▶ _Source data_
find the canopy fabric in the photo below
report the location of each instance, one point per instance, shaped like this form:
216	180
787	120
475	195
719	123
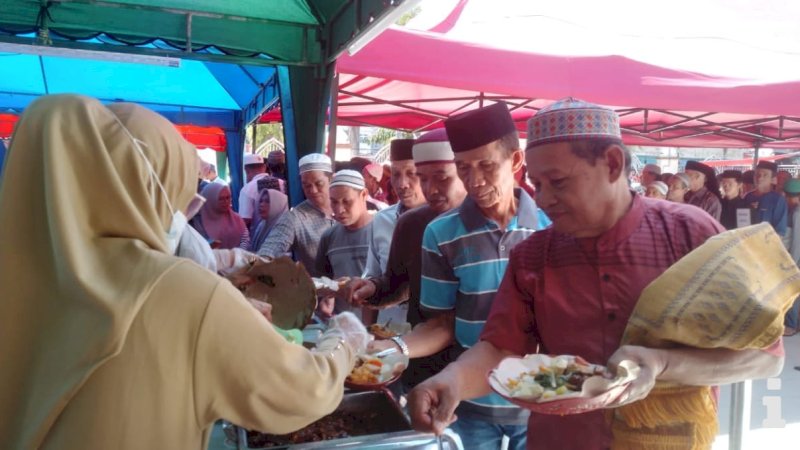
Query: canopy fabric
412	80
201	137
296	32
749	162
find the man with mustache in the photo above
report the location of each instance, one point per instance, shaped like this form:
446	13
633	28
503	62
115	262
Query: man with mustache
299	230
406	184
464	254
444	191
571	288
343	248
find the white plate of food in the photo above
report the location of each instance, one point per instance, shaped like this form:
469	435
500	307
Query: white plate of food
374	372
564	384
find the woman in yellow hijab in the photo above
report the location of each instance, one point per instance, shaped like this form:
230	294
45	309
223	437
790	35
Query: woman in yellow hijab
106	339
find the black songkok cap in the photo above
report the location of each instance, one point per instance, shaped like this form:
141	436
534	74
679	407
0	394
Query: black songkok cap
708	171
472	129
768	165
400	150
735	174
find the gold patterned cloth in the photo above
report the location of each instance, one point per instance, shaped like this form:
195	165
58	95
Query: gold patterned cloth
731	292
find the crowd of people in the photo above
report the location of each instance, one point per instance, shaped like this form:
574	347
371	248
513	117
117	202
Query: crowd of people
483	261
737	199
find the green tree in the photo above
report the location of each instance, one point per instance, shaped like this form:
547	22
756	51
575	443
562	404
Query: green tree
264	132
403	20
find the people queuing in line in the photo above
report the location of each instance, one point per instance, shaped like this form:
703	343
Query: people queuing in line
272	205
343	248
791	189
298	232
409	192
650	174
748	182
657	189
464	253
218	222
615	243
276	163
468	253
373	174
780	180
733	203
678	188
768	205
703	188
257	178
402	278
109	339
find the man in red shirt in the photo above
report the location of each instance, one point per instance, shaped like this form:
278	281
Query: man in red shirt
571	288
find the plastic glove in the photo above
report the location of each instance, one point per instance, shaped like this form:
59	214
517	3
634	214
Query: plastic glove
262	307
231	260
353	331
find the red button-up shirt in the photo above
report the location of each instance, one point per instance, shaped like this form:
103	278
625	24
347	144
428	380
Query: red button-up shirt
564	295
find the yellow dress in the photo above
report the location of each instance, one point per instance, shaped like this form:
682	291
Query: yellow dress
107	340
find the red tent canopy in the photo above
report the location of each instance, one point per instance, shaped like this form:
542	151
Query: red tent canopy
7	122
412	80
204	137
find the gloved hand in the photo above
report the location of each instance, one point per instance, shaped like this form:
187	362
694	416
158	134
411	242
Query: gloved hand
231	260
352	331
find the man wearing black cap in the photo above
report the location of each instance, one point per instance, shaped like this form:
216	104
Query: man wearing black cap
703	188
434	159
748	182
768	205
464	254
571	288
732	200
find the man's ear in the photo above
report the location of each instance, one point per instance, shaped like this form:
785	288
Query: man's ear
615	161
517	160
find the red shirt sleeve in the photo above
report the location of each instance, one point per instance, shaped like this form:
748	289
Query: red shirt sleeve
511	324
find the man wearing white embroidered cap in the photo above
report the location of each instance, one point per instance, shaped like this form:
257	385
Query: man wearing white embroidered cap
298	232
343	248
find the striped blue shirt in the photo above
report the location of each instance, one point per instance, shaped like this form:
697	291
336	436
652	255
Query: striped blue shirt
464	257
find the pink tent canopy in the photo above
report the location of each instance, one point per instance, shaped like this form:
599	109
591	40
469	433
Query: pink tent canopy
412	80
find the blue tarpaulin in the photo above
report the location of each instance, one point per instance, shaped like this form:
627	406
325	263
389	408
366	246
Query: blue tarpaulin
196	93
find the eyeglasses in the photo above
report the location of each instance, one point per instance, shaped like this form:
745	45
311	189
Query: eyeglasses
195	205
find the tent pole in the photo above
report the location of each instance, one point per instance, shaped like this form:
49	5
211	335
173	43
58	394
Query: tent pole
333	117
756	146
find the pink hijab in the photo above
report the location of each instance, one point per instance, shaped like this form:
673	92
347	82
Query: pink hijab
223	225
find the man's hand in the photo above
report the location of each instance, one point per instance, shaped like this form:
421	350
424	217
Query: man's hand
432	404
325	307
379	345
359	290
652	363
263	307
232	260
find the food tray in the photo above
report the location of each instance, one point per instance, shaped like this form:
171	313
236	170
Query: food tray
386	427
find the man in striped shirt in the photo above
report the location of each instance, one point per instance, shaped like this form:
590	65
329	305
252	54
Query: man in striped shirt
464	255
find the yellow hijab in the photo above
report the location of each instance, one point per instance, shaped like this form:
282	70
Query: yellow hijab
82	232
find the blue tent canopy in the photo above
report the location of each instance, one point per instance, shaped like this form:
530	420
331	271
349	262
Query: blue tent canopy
196	93
203	91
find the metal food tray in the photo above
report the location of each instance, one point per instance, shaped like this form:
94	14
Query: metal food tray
396	432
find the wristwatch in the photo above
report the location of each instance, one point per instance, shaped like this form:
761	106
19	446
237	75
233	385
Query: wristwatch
400	343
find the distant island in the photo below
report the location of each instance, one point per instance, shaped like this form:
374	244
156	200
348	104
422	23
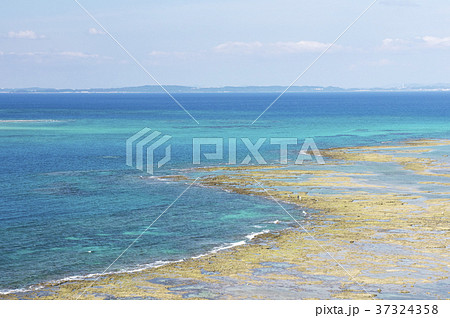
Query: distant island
155	89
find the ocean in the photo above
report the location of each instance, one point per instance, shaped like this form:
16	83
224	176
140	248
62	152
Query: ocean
69	204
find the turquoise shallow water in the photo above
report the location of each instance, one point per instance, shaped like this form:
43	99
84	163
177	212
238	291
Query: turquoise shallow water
69	205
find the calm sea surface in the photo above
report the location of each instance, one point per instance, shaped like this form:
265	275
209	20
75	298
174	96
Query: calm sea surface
69	205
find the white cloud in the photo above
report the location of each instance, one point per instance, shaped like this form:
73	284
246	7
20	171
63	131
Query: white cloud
27	34
272	48
53	55
425	42
395	44
95	31
299	47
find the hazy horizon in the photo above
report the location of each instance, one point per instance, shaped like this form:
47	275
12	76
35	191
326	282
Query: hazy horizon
214	43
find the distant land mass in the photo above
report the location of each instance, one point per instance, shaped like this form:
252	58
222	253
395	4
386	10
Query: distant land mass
155	89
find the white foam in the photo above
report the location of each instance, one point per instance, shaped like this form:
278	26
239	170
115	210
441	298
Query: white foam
253	235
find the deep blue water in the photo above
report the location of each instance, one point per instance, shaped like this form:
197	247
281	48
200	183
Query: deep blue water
69	205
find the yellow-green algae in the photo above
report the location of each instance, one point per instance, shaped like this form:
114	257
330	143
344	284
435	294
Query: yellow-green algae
385	241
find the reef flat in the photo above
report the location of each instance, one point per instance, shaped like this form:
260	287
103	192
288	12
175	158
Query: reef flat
372	223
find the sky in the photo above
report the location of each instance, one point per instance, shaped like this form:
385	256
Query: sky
212	43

▶ _Directions_
Write out every line from the entries where "below" appears.

▶ _Solution to the exercise_
find the canopy fabric in the photo below
find the distant island in the photo below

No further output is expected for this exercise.